* **Written request**
Copy all of the material below exactly.

* **Stored rows**
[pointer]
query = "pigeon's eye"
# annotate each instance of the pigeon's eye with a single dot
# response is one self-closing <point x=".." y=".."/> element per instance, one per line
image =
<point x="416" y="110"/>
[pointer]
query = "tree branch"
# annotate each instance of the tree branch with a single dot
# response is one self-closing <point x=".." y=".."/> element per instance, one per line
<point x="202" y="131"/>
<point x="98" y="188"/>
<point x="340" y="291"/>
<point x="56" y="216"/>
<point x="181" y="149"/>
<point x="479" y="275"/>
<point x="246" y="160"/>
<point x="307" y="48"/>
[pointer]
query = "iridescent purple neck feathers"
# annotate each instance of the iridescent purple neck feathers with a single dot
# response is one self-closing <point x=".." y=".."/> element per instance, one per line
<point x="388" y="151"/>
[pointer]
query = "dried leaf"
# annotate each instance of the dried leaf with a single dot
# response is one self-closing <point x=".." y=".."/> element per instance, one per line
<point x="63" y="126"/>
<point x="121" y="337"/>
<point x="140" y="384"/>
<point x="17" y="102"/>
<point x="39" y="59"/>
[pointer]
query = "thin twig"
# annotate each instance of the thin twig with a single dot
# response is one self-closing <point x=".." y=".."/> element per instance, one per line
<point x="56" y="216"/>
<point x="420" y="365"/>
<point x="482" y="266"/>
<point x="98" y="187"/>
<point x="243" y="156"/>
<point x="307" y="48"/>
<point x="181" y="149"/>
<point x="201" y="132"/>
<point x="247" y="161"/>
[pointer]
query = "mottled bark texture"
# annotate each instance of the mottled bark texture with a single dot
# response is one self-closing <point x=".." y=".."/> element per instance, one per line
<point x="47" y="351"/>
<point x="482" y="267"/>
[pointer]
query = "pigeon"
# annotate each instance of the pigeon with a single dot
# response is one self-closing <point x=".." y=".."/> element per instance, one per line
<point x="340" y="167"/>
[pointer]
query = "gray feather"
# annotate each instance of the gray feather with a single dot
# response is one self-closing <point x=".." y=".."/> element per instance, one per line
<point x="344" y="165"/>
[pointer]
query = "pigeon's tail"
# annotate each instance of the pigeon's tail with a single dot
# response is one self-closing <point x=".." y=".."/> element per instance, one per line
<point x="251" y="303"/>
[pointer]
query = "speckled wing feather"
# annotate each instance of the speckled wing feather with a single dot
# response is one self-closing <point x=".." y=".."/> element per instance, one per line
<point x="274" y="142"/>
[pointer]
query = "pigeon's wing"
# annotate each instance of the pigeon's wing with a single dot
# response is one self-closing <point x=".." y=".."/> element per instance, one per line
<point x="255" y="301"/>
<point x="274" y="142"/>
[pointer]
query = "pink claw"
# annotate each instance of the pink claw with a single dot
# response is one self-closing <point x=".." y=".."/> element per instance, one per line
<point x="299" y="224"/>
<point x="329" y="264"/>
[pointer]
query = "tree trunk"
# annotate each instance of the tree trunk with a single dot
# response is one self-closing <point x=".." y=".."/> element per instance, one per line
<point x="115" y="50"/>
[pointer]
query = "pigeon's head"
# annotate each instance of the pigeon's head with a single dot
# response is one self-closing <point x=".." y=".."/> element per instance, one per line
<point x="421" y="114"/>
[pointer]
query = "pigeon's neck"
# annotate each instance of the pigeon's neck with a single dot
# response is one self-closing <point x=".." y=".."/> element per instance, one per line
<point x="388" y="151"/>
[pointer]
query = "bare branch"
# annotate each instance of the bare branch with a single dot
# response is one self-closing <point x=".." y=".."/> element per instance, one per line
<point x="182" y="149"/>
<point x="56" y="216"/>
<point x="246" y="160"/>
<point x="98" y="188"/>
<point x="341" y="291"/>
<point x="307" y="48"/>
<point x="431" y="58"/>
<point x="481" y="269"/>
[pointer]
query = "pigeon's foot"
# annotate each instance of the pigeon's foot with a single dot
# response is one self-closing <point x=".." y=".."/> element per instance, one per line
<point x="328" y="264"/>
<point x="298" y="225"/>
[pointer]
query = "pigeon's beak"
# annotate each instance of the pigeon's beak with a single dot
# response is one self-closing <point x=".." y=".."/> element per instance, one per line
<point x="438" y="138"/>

* **Result of this task**
[pointer]
query = "pigeon's eye"
# annotate each instance of the pigeon's eye with a single dot
# response is one self-closing <point x=".." y=".."/> element per instance, one per line
image =
<point x="416" y="110"/>
[pointer]
query = "tree branch"
# annotate each instance of the tree branch with a single dot
# response is one self-closing <point x=".." y=".."/> element per instance, one per line
<point x="202" y="131"/>
<point x="98" y="188"/>
<point x="340" y="291"/>
<point x="56" y="216"/>
<point x="181" y="149"/>
<point x="479" y="275"/>
<point x="246" y="160"/>
<point x="307" y="48"/>
[pointer]
query = "iridescent purple neck feathers"
# annotate each instance of the iridescent purple neck feathers with a single dot
# response is one self-closing <point x=".." y=".."/> element per instance, one per line
<point x="388" y="151"/>
[pointer]
query = "dried leaf"
# annotate each instance of the dried leaf with a single dot
# response is one self-closing <point x=".." y=".."/> element per instance, one per line
<point x="63" y="126"/>
<point x="121" y="337"/>
<point x="140" y="384"/>
<point x="17" y="102"/>
<point x="39" y="59"/>
[pointer]
query = "thin twig"
# annotate each instance of the thin twig with a single dot
# response is one self-closing <point x=".." y=".."/> element per instance, one per line
<point x="56" y="216"/>
<point x="420" y="365"/>
<point x="482" y="266"/>
<point x="98" y="187"/>
<point x="243" y="156"/>
<point x="307" y="48"/>
<point x="181" y="149"/>
<point x="201" y="132"/>
<point x="247" y="161"/>
[pointer]
query = "mottled bark texture"
# annotate each instance of the mottled bark texture with a single dot
# response is one self-closing <point x=".." y=".."/> element per instance, one per line
<point x="47" y="351"/>
<point x="482" y="267"/>
[pointer]
query = "pigeon"
# annotate each instance of the pigeon with a single dot
# response is one self-closing <point x=".." y=".."/> element per instance, one per line
<point x="340" y="167"/>
[pointer]
query = "gray feather"
# annotate each instance of the gray feather with a single dot
# response is one self-closing <point x=".." y=".."/> element per instance, one per line
<point x="344" y="165"/>
[pointer]
query = "pigeon's tail"
# annotate each instance of the pigeon's tail with a single dot
# response is one self-closing <point x=".." y=".."/> element per instance, one per line
<point x="251" y="303"/>
[pointer]
query = "speckled wing feather"
# annotate each instance of the speckled wing feather with a single dot
# response is one self-closing <point x=".." y=".."/> element per instance, one per line
<point x="274" y="142"/>
[pointer]
query = "pigeon's wing"
# annotate each instance of the pigeon's wing with a single dot
# response is one self-closing <point x=".." y=".."/> element per instance, one per line
<point x="255" y="301"/>
<point x="274" y="142"/>
[pointer]
query = "pink claw"
# annotate each instance of the pink claw with a single dot
# response is one self-closing <point x=".." y=".."/> element per instance, one per line
<point x="299" y="224"/>
<point x="329" y="264"/>
[pointer]
query = "tree trunk"
# annotate each instance of the tree trunk with a single dot
# response is one self-closing <point x=".." y=".."/> element per instance, one per line
<point x="115" y="50"/>
[pointer]
query = "pigeon's head"
# annotate each instance of the pigeon's head with a single dot
# response is one self-closing <point x=".." y=".."/> element per instance, one per line
<point x="421" y="114"/>
[pointer]
query = "pigeon's neck"
# annotate each instance of the pigeon's neck with a single dot
# response is one self-closing <point x=".." y=".."/> element per instance, one per line
<point x="388" y="151"/>
[pointer]
query = "bare branch"
# annotate each instance of the bare branch with a single dot
# response is one self-closing <point x=".." y=".."/> element per instance, one per line
<point x="182" y="149"/>
<point x="56" y="216"/>
<point x="246" y="160"/>
<point x="98" y="188"/>
<point x="341" y="291"/>
<point x="307" y="48"/>
<point x="431" y="58"/>
<point x="481" y="269"/>
[pointer]
query = "pigeon's foot"
# annotate each instance of the pigeon's foot with a single dot
# response is one self-closing <point x=".." y=".."/> element per instance, one per line
<point x="328" y="264"/>
<point x="298" y="225"/>
[pointer]
query = "pigeon's beak"
# annotate each instance of the pigeon's beak with a single dot
# response is one self-closing <point x=".." y=".."/> element per instance, one per line
<point x="438" y="138"/>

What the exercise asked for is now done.